#### ASSIGNMENT
Please start at the first line of the records beneath and quote each line exactly, ending with the line containing "[[149, 731], [260, 145]]".

Referring expression pointing data
>>>

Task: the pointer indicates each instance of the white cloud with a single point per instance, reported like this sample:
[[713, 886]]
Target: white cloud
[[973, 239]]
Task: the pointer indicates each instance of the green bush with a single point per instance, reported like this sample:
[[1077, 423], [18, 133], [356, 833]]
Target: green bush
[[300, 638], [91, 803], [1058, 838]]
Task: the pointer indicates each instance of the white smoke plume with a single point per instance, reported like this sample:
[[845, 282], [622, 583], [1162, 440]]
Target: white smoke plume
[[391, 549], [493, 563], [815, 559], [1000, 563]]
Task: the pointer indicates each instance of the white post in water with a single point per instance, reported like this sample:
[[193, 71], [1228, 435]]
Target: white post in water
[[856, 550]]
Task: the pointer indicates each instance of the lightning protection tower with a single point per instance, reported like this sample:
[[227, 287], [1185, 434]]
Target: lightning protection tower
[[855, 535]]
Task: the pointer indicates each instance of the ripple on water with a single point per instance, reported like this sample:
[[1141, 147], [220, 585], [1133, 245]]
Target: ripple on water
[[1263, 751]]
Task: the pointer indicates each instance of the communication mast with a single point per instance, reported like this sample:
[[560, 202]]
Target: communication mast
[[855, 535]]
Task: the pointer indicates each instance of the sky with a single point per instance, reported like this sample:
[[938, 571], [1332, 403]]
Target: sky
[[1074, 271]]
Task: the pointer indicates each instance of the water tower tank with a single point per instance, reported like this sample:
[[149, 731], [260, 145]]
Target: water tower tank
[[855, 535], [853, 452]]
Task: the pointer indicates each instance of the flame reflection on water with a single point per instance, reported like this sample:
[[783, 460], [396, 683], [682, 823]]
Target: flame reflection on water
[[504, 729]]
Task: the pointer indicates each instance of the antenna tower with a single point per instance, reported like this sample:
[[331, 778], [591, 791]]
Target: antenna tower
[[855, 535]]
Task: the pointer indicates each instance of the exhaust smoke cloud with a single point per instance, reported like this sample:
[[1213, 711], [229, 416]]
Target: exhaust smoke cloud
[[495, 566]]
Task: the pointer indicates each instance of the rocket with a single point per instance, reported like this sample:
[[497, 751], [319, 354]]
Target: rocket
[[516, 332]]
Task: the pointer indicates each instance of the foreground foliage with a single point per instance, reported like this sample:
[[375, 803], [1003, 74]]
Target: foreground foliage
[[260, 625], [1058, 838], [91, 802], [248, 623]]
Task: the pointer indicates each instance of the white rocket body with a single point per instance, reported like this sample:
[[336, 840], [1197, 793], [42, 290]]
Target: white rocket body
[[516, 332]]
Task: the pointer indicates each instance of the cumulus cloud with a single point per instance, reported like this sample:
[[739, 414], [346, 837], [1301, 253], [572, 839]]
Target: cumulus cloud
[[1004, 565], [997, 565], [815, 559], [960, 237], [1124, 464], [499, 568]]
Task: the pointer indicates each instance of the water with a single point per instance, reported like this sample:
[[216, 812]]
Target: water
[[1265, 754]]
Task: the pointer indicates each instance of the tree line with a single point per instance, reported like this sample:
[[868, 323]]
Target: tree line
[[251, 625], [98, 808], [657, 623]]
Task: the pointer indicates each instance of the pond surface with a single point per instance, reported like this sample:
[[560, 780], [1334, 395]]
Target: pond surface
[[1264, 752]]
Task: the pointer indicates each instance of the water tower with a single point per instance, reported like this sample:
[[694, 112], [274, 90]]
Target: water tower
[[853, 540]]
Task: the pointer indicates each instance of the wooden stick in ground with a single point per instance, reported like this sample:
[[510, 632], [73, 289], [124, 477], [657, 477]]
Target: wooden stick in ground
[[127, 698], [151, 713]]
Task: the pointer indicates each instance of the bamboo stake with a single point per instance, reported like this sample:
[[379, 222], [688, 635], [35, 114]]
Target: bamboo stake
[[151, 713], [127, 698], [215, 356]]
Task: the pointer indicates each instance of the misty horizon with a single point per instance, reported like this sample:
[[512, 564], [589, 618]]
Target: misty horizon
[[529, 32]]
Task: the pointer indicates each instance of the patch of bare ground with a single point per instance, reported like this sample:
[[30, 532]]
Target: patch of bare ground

<<<

#### RESPONSE BELOW
Task: the pointer indicates each instance of the white cloud with a single point per instance, reported like this sample:
[[713, 886]]
Target: white cloud
[[973, 239]]
Task: the pointer indicates each instance of the green bush with a single point per instance, reported like this sample:
[[1077, 423], [18, 133], [356, 833]]
Target: green bush
[[300, 638], [91, 803], [1058, 838]]
Task: the pointer indicates each instance of the white smoke plume with a single point per instance, reported like this sample:
[[845, 282], [622, 583], [1162, 440]]
Target: white smoke plume
[[391, 549], [493, 563], [815, 559], [1000, 563]]
Task: the pointer indicates each instance of the white post in water with a single point per instance, reported like this sample:
[[193, 71], [1228, 435]]
Target: white post in water
[[856, 550]]
Task: the pointer indicates each instance of the lightning protection tower with a single point per instance, reported like this sample:
[[227, 287], [1185, 434]]
Target: lightning protection tower
[[855, 535]]
Task: the pointer indicates each instance of the ripple on water with a single point per instance, reported like this sample:
[[1141, 147], [220, 585], [1133, 245]]
Target: ripple on water
[[1263, 751]]
Task: the pointer indicates each instance of the communication mast with a single point per instance, reported like this sample:
[[560, 202]]
Target: communication mast
[[855, 535]]
Task: the pointer indicates each instance of the sky with a single point per instance, reported like this sample:
[[938, 571], [1332, 403]]
Target: sky
[[1074, 271]]
Task: the pointer indicates each instance of the water tower tank with a single point per instance, reported like this sample:
[[149, 731], [260, 145]]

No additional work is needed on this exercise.